Task set:
**A)** In the talk transcript, rewrite the paragraph beginning "Another poet, Margaret Gibson" in three or four sentences, keeping its main facts.
**B)** Summarize the talk transcript in two sentences.
**C)** Continue the talk transcript from its last sentence, writing the next part of the talk.

Extract to read:

• • •

This transcript is based on Zuisei's talk notes and may differ slightly from the final talk.

This is called “Singularity” by Marie Howe:
(after Stephen Hawking)
   
Do you sometimes want to wake up to the singularity
we once were?

so compact nobody
needed a bed, or food or money—

nobody hiding in the school bathroom
or home alone

pulling open the drawer
where the pills are kept.

For every atom belonging to me as good
Belongs to you.     Remember?
There was no
Nature.    No
them.    No tests
to determine if the elephant
grieves her calf    or if

the coral reef feels pain.    Trashed
oceans don’t speak English or Farsi or French;

would that we could wake up    to what we were
—when we were ocean    and before that
to when sky was earth, and animal was energy, and rock was
liquid and stars were space and space was not

at all—nothing

before we came to believe humans were so important before this awful loneliness.

Can molecules recall it?
what once was?    before anything happened?
No I, no We, no one. No was
No verb    no noun
only a tiny tiny dot brimming with

is is is is is

All    everything    home

Marie Howe was the state poet for New York in 2012. She wrote this poem a few weeks after Stephen Hawking’s death in 2018. He who proposed the concept of singularity, the moment in which the universe began—at least, as we know it now. The poem is speaking about that time before anything was, but it speaks of this moment as well … and this one … this is is is is is … This moment in which all, everything, is home.

That’s what I’d like to speak about: finding home or coming home in this now, this now-here. As a fellow teacher and writer described “nowhere” in the Book of 24 Philosophers: “God is described as a circle whose center is everywhere and its circumference is nowhere.” That’s exactly what the moment is like—a limitless, all encompassing now. A tiny, tiny dot brimming with is is is

Another poet, Margaret Gibson, once gave an interview in which she described standing on her porch at night, looking up at the stars, and all of a sudden wondering, “What if there’s nothing?” She says her mind stopped. Everything was suddenly still and empty. Then she got scared because if there’s nothing, "What does that mean about me, about the world?" She was about six when that question popped into her mind. To reassure herself, she thought, “Well, that’s ridiculous, that there’s nothing, because who’s the one asking? Who’s the one wondering? That proves there has to be something.” And just like that, all life came rushing back. With words, with thought, she brought everything into being. Let me repeat that: With thought, with words, she brought everything into being. Do you understand?

But in the moment before, when there was nothing, in that moment, which is this moment, this place, there is no I, no them, no beginning, and no end. There is no suffering, and no end to suffering, or as the Heart Sutra says:

No suffering, no cause of suffering,
no extinguishing, no path, no wisdom and no gain.
No gain and thus the bodhisattva lives Prajna Paramita,
with no hindrance in the mind; no hindrance therefore no fear.

It’s because a bodhisattva recognizes this centerless, borderless circle, that they have no hindrance and therefore no fear. Because this is, that is …thus! That is Home, our home, the place from which everything is born, Prajna Paramita, which is also called the Mother of All Buddhas or the Womb of All Buddhas. Where do you think that is? Who do you think that is?

• • •

Extracted information:
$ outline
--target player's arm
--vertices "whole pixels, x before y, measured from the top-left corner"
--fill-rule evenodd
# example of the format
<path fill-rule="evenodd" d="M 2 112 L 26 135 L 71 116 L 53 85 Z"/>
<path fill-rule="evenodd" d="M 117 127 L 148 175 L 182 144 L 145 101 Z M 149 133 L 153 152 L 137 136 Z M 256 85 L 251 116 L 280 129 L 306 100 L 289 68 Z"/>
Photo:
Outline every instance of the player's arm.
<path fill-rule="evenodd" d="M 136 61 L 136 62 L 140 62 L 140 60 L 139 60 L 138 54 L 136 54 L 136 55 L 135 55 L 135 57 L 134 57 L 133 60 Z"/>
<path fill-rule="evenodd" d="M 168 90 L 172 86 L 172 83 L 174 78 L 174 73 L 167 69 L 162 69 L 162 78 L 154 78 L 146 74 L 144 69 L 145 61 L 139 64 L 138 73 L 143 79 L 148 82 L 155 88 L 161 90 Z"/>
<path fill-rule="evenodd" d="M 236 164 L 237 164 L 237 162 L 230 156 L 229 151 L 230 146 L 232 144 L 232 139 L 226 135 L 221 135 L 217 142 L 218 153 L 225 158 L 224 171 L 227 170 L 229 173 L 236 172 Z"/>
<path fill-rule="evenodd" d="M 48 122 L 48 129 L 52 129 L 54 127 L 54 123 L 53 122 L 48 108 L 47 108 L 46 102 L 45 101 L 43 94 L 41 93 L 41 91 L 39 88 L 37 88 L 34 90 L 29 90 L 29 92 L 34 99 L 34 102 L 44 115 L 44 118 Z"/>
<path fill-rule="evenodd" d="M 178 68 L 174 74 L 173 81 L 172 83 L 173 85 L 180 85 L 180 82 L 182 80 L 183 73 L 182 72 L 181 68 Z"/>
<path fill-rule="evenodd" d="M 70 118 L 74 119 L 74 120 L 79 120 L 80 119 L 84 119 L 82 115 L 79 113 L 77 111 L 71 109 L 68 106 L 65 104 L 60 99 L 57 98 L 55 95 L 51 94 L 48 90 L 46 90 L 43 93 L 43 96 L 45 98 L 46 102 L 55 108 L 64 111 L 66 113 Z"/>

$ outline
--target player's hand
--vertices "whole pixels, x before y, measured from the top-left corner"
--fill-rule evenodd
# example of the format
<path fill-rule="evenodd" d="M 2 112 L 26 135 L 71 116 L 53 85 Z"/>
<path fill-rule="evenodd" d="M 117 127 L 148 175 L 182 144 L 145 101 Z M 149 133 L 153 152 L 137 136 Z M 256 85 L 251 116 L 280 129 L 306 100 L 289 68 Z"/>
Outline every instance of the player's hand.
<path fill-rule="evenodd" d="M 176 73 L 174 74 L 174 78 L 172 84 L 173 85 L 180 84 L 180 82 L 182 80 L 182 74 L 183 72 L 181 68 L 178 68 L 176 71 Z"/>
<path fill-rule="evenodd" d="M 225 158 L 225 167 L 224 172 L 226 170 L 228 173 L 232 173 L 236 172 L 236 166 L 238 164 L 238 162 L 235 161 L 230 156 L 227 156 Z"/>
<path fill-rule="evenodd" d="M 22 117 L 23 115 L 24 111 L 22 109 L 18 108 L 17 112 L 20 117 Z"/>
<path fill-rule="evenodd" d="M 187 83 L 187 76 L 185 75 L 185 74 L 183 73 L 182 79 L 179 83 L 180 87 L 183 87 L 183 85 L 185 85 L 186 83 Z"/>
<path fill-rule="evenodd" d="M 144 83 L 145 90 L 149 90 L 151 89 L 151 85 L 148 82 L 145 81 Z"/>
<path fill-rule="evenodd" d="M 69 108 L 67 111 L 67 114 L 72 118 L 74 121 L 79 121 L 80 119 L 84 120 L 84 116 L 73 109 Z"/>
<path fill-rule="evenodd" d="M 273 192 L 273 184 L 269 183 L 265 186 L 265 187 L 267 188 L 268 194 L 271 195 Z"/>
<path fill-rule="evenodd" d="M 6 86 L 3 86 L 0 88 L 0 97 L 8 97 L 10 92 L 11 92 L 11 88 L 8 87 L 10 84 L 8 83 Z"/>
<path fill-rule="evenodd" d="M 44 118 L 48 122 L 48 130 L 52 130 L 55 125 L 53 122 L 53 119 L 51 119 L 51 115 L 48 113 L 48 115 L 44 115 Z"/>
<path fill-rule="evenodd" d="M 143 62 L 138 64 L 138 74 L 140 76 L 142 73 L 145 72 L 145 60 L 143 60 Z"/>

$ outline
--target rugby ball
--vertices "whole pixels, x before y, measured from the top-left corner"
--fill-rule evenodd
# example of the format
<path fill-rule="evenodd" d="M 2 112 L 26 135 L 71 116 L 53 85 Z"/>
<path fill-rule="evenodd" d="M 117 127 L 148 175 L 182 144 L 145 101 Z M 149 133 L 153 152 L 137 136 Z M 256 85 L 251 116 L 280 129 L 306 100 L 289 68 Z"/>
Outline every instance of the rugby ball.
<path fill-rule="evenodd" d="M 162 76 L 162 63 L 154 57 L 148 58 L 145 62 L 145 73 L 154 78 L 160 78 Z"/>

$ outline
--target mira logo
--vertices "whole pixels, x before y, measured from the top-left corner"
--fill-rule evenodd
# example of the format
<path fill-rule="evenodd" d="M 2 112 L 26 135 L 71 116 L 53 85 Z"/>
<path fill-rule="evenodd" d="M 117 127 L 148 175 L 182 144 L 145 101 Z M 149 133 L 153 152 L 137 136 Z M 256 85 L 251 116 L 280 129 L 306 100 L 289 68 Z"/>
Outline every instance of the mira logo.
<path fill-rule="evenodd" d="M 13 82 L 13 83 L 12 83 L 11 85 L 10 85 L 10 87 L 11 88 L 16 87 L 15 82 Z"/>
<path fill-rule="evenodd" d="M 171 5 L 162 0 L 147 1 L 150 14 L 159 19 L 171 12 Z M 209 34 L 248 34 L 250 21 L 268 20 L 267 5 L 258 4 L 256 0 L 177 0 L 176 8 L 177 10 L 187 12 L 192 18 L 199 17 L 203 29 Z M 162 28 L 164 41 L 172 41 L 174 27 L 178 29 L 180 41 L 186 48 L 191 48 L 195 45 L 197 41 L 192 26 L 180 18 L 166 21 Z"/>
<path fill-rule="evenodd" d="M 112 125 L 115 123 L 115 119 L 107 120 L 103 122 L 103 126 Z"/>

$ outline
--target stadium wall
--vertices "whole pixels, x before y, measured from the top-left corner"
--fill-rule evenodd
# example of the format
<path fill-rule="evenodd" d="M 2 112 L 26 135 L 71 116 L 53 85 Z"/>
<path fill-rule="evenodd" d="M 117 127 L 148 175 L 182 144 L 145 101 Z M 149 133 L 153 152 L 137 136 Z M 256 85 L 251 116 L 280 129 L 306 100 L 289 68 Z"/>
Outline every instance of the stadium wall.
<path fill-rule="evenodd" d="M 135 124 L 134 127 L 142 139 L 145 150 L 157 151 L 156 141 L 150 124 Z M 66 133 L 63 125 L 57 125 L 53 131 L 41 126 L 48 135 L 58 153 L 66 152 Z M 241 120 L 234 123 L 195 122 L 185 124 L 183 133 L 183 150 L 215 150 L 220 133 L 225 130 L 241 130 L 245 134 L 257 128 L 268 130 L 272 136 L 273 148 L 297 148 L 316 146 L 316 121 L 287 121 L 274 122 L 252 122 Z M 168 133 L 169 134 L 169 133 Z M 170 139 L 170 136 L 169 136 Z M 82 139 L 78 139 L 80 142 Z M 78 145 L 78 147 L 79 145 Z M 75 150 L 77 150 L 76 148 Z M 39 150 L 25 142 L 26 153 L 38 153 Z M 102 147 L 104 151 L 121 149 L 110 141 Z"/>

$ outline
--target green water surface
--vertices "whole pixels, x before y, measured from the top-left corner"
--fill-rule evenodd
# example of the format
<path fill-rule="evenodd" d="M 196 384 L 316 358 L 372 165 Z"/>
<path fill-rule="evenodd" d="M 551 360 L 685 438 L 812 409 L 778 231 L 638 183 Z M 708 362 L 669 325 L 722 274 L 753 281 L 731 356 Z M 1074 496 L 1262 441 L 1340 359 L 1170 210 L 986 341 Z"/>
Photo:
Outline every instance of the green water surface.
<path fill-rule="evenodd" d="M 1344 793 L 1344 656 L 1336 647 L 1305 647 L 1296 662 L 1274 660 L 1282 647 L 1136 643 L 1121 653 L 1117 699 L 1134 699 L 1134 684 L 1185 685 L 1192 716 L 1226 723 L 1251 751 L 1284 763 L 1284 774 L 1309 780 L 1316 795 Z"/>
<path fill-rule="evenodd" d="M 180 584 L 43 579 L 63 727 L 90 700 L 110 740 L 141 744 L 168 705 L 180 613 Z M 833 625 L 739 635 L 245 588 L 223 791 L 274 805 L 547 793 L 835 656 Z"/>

• • •

Answer set:
**A)** In an interview, the poet Margaret Gibson described standing on her porch at about age six, looking at the stars and wondering, "What if there's nothing?" Her mind stopped, everything went still and empty, and she grew frightened about what that would mean for her and the world. To reassure herself, she reasoned that someone had to be asking the question, so there had to be something. At that, all life came rushing back, and with thought and words she brought everything into being.

**B)** The talk opens with Marie Howe's poem "Singularity," written a few weeks after Stephen Hawking's death, which speaks of the time before anything was, and the speaker says it also speaks of this present moment, in which everything is home. Drawing on Margaret Gibson's childhood experience and the Heart Sutra, the speaker describes a moment with no I, no them, no beginning and no end, and calls this centerless, borderless circle Home, the place from which everything is born.

**C)**
Have you ever wondered what it would be like to live without fear? Fear of death or of dying? Fear of loss, fear of pain, fear of the other, fear of the unknown? Having no fear of being judged, of falling short, of not being loved? What would it be like to have no hindrance in the mind? To be able to rest, completely, in who we are, where we are, as we are? To rest, “into our aloneness, inhabiting our bodies as a beautiful unspoken question, rather than a fraught and never ending explanation,” as the poet David Whyte said. To inhabit our bodies, not as an explanation, it’s this and this and this and therefore not that and that and that. Our being, not as an explanation, as enumeration, as categorization and all the trouble that comes from these, but as an unspoken, open-ended question: What is this? How is this? And what is the best relationship between this and that?

I just finished reading Caste by Isabel Wilkerson. A few years back she won the Pulitzer Prize for reporting and became widely known for her book The Warmth of Other Suns, which describes the great migration of Black Americans who moved out of the southern states and into the North and Midwest. I’d been working with someone who’s writing a book and she mentioned Caste, and curious, I bought it recently. The premise, simply stated, is that the current racial and social hierarchy in the United States is really a caste system, not unlike that of India and Nazi Germany. Although there are a number of pillars, as Wilkerson calls them, that support a framework based on caste, I think it’s fair to say that what most drives that engine, what keeps it running, is fear. Primarily white folks’ fear of losing our place, our power, our comfort. Fear of losing our supremacy.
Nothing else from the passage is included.